* [Work to be completed]
An exact reproduction of all the entries is the expected answer.

* [Information supplied]
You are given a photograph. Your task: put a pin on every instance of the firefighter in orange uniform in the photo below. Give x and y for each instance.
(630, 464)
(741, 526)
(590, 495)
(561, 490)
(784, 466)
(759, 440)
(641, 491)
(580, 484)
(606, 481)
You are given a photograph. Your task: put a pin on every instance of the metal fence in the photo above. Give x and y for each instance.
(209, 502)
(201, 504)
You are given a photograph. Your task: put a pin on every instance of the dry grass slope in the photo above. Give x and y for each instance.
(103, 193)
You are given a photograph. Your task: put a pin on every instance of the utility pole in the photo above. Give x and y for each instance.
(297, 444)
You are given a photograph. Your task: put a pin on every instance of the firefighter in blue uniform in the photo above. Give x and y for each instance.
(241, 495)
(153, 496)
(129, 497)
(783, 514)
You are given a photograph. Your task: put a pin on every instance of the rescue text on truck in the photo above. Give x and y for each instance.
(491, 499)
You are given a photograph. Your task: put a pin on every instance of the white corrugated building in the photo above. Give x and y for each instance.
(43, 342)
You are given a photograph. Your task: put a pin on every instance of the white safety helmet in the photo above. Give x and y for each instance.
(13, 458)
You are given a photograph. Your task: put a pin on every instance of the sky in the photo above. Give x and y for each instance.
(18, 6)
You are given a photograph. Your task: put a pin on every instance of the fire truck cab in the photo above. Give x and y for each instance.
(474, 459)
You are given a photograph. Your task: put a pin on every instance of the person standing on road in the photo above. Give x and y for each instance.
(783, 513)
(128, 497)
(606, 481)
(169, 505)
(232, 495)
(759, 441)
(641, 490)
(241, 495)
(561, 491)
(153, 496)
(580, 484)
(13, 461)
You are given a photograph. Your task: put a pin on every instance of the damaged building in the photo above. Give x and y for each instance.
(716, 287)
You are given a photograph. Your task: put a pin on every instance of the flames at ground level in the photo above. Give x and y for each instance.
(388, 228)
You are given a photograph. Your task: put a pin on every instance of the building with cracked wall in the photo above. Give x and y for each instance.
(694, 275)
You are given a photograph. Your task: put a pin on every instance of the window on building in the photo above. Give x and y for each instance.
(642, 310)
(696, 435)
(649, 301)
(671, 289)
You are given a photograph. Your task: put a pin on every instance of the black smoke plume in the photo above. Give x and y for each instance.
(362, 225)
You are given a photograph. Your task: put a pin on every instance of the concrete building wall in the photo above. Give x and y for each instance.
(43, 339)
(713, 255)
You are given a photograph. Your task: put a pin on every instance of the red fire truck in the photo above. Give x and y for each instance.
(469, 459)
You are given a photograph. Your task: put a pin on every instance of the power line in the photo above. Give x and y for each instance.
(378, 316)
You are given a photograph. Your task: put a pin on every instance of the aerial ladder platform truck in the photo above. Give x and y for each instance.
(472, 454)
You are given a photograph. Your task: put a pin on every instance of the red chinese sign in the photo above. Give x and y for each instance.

* [Exercise solution]
You are given a photograph. Your task: put a pin on every instance of the firefighter in orange uniform in the photo below. Give x and y for each instance.
(630, 464)
(741, 526)
(590, 495)
(561, 490)
(784, 466)
(759, 440)
(641, 491)
(580, 484)
(606, 481)
You are given a photograph. Your task: put a pin on every instance of the metal fence in the photo above. Give x and y for each instance.
(209, 502)
(201, 504)
You are given a photograph. Your task: put a pin on every instance of the dry grass slope in the photo above. Give x and y for each instance.
(103, 193)
You are given a photograph. Your task: put a pin on every instance of the utility pole in the photo above. Give x and y for each instance.
(297, 444)
You are given a photograph. Your task: put a pin on every instance of the firefighter in blue uniform in the photo above. Give x and y for each instance.
(241, 495)
(153, 496)
(129, 497)
(783, 514)
You are given a photograph. Your task: put a pin on every instance of the rescue text on truck in the photo above. Give x and y for each instance.
(491, 499)
You are given a photograph. Your task: put a pin on every instance of the white corrugated building in the photo above. Give x and y for each instance.
(43, 342)
You are given a photograph. Your task: put a pin on every instance of the white safety helmet in the photo above. Give x and y for each instance.
(13, 458)
You are given a photograph. Your task: put a pin on every instance of the sky in the photo above. Give x and y for each instance.
(18, 6)
You are given a photograph. Your task: put a pin on every instance of the fire truck cab in the photo above. Give x and y for each instance.
(474, 459)
You are given a photograph. Your task: put a pin on every instance of the person standing on road in the photo above. Give x and y for each instance.
(783, 513)
(128, 497)
(606, 481)
(169, 505)
(232, 495)
(759, 441)
(641, 490)
(241, 495)
(561, 491)
(153, 496)
(580, 484)
(13, 461)
You are given a photograph. Your task: put a pin on every instance of the damaged building in the photo above. Give x and y for each instance.
(716, 287)
You are given a photograph. Your task: put a pin on every instance of the flames at ground level in the photo above. Give x and y for each instance.
(388, 228)
You are given a photograph. Your task: put a pin on every instance of the building with cracked wall in the photo above. Give x and y for each instance.
(694, 275)
You are given a photograph. Your task: put a pin on every instance of the window on building in the photo above. Give x and y for each instance.
(642, 310)
(696, 435)
(649, 301)
(671, 289)
You are given a photograph. Your task: put a pin on every instance of the black smoke plume in the photo above. Give x and y for each instance.
(362, 225)
You are given a photograph. Your task: put a pin on every instance of the concrete building wall in the photo above. Give x and y for each instance.
(43, 339)
(713, 255)
You are given a photograph. Your task: put a pin on every instance of the red fire truck in the photo above. Give x and y for each instance.
(469, 459)
You are given a photograph. Your task: put a pin on every instance of the power line in the photo above. Give x and y for each instance.
(378, 316)
You are given a photograph. Your task: put a pin on every instance of the aerial ladder platform truck in the photo above. Give x and y for each instance.
(472, 454)
You are given a photograph. Your task: put a pin on every instance of the red chinese sign in the photo above. Give x and y for each instance.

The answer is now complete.